Could you output each record below exactly as it stands and leave the pictures out?

EXCERPTED DATA
☆ ☆ ☆
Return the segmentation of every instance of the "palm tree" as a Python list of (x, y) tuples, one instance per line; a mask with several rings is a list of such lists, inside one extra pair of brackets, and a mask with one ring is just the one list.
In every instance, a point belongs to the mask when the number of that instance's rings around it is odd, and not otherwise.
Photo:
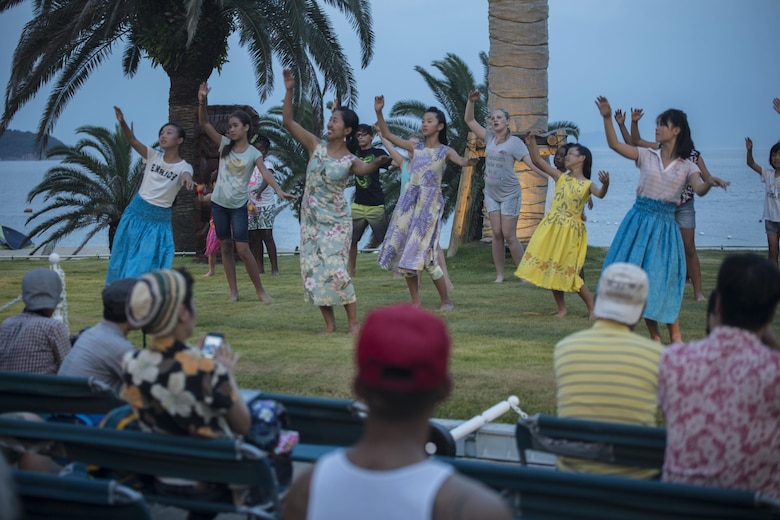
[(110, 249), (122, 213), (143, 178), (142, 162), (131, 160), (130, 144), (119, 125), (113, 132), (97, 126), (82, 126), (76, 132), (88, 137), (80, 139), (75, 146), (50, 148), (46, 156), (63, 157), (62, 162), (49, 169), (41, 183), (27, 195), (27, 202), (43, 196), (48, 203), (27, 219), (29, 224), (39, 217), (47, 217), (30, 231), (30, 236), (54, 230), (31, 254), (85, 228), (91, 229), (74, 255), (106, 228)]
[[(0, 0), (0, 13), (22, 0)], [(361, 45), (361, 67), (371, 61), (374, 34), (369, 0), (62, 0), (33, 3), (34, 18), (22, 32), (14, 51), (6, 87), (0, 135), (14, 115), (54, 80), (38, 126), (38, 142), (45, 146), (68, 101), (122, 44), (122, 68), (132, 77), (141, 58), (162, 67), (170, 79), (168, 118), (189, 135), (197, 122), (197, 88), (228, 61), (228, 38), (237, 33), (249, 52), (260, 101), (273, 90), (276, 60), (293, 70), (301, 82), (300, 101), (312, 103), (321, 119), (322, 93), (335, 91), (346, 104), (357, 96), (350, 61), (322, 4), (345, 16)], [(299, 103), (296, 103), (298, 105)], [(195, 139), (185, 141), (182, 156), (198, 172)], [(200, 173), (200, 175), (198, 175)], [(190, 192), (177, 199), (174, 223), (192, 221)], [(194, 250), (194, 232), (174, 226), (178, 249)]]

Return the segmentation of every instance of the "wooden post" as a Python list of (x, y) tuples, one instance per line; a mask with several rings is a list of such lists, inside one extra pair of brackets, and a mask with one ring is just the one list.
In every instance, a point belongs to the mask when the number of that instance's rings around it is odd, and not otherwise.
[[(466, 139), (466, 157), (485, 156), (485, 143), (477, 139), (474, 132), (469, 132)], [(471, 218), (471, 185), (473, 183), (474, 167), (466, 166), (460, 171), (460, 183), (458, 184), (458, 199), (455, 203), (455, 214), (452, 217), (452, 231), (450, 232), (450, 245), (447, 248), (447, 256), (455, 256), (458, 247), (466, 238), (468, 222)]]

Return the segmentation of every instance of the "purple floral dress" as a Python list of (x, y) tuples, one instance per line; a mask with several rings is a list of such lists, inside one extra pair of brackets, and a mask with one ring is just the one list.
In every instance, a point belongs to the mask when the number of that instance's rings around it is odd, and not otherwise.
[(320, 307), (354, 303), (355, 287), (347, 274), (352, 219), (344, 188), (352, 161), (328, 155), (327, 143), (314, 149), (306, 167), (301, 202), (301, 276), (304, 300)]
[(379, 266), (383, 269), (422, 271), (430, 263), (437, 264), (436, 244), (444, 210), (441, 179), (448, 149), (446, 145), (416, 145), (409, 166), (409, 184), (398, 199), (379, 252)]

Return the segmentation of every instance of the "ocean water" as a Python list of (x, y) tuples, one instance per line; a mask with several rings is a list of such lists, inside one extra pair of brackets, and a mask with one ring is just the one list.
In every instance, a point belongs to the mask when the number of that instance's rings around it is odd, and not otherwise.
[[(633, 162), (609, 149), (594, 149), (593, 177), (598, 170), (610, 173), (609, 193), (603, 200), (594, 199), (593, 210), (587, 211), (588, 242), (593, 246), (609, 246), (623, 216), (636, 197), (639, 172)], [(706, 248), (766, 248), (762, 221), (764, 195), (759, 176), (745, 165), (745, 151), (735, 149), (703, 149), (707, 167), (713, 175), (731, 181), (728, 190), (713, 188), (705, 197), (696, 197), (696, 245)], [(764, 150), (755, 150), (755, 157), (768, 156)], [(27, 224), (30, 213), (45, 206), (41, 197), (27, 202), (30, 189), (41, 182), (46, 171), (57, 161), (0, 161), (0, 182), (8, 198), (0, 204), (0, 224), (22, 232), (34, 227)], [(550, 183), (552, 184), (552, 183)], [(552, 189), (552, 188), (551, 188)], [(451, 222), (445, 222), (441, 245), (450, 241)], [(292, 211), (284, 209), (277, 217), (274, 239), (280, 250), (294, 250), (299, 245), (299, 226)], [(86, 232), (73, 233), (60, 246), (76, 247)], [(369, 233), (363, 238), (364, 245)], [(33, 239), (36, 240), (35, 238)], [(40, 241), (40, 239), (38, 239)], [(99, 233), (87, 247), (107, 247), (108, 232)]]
☆ ☆ ☆
ANSWER SPACE
Return the segmentation of every instance of the "palm tree" as a Python list of (x, y) tuples, one instance per line; a mask with several rings is a list of such lists, inside one extra pair of brackets, and a mask with one ring is just the one list.
In every instance, a point belongs to the mask when the number of that instance's rings around it is odd, and not otherwise.
Photo:
[(110, 249), (122, 213), (143, 178), (142, 162), (131, 160), (130, 144), (119, 125), (113, 132), (97, 126), (82, 126), (76, 132), (88, 137), (80, 139), (75, 146), (50, 148), (46, 156), (63, 157), (62, 162), (49, 169), (41, 183), (27, 195), (27, 202), (43, 196), (48, 203), (27, 219), (29, 224), (39, 217), (47, 217), (30, 231), (30, 236), (54, 230), (31, 254), (85, 228), (91, 229), (74, 255), (106, 228)]
[[(0, 0), (0, 13), (22, 0)], [(361, 45), (361, 67), (371, 61), (374, 34), (369, 0), (62, 0), (33, 3), (34, 18), (22, 32), (14, 51), (6, 87), (0, 135), (14, 115), (54, 80), (38, 126), (38, 142), (45, 146), (68, 101), (122, 44), (122, 68), (132, 77), (141, 58), (162, 67), (170, 79), (168, 118), (189, 135), (197, 122), (197, 88), (228, 61), (228, 38), (237, 33), (249, 52), (260, 101), (273, 90), (276, 60), (293, 70), (301, 82), (300, 101), (312, 103), (321, 119), (322, 93), (335, 91), (346, 104), (357, 96), (350, 61), (322, 4), (345, 16)], [(299, 103), (296, 103), (298, 105)], [(195, 139), (185, 141), (182, 156), (198, 172)], [(200, 173), (200, 175), (198, 175)], [(190, 192), (177, 199), (174, 223), (192, 221)], [(194, 250), (194, 232), (174, 226), (178, 249)]]

Return the segmentation of every instance of the "wooden post" as a Python list of (x, y) tuples, one instance per line; a mask with several rings is a list of such lists, inside one extra pair of brackets, and a mask with one ring is just the one list.
In every instance, a point belongs to the mask when the number of that instance's rings around it is odd, and not otherwise.
[[(466, 139), (466, 157), (485, 156), (485, 143), (477, 139), (474, 132), (469, 132)], [(471, 218), (471, 185), (473, 183), (474, 167), (466, 166), (460, 171), (460, 183), (458, 184), (458, 199), (455, 203), (455, 214), (452, 217), (452, 231), (450, 232), (450, 245), (447, 248), (447, 256), (455, 256), (458, 247), (466, 238), (468, 222)]]

Return the segmentation of every instance of the "purple floral dress" as a Python list of (x, y) tuples, one instance per line; a mask with several rings is a list of such lists, inside one extra pair of brackets, and a mask with one ring is just the one list.
In every instance, a point belongs to the mask when the number of that instance's rings around it is odd, and not otherwise.
[(320, 307), (354, 303), (355, 287), (347, 274), (352, 219), (344, 188), (352, 161), (328, 155), (327, 143), (314, 149), (306, 167), (301, 202), (301, 276), (304, 300)]
[(379, 266), (383, 269), (422, 271), (430, 263), (437, 264), (436, 244), (444, 210), (441, 179), (448, 149), (446, 145), (416, 145), (409, 166), (409, 184), (398, 199), (379, 252)]

Return the segmentation of every instance of the "ocean water" as a Python list of (x, y) tuples, one instance per line; a mask with several rings is a list of such lists, inside one extra pair of brackets, and a mask with one ring is just the one list.
In every instance, a point belongs to the mask when the number of that instance's rings around it is odd, and not otherwise.
[[(633, 162), (609, 149), (594, 149), (593, 177), (598, 170), (610, 173), (609, 193), (603, 200), (594, 199), (593, 210), (587, 211), (588, 242), (593, 246), (609, 246), (623, 216), (636, 197), (639, 172)], [(706, 248), (766, 248), (762, 221), (764, 195), (759, 176), (745, 165), (745, 151), (735, 149), (703, 149), (707, 167), (713, 175), (731, 181), (728, 190), (713, 188), (705, 197), (696, 197), (696, 245)], [(764, 150), (755, 150), (755, 157), (768, 156)], [(27, 224), (30, 213), (45, 206), (41, 197), (27, 202), (30, 189), (41, 182), (46, 171), (57, 161), (0, 161), (0, 182), (8, 198), (0, 204), (0, 224), (22, 232), (34, 227)], [(550, 183), (552, 184), (552, 183)], [(552, 189), (552, 188), (551, 188)], [(451, 222), (445, 222), (441, 245), (450, 241)], [(292, 211), (284, 209), (277, 217), (274, 239), (280, 250), (294, 250), (299, 245), (299, 226)], [(86, 232), (73, 233), (60, 246), (76, 247)], [(369, 233), (363, 238), (364, 245)], [(33, 239), (36, 240), (35, 238)], [(40, 241), (40, 239), (38, 239)], [(99, 233), (87, 247), (107, 247), (108, 232)]]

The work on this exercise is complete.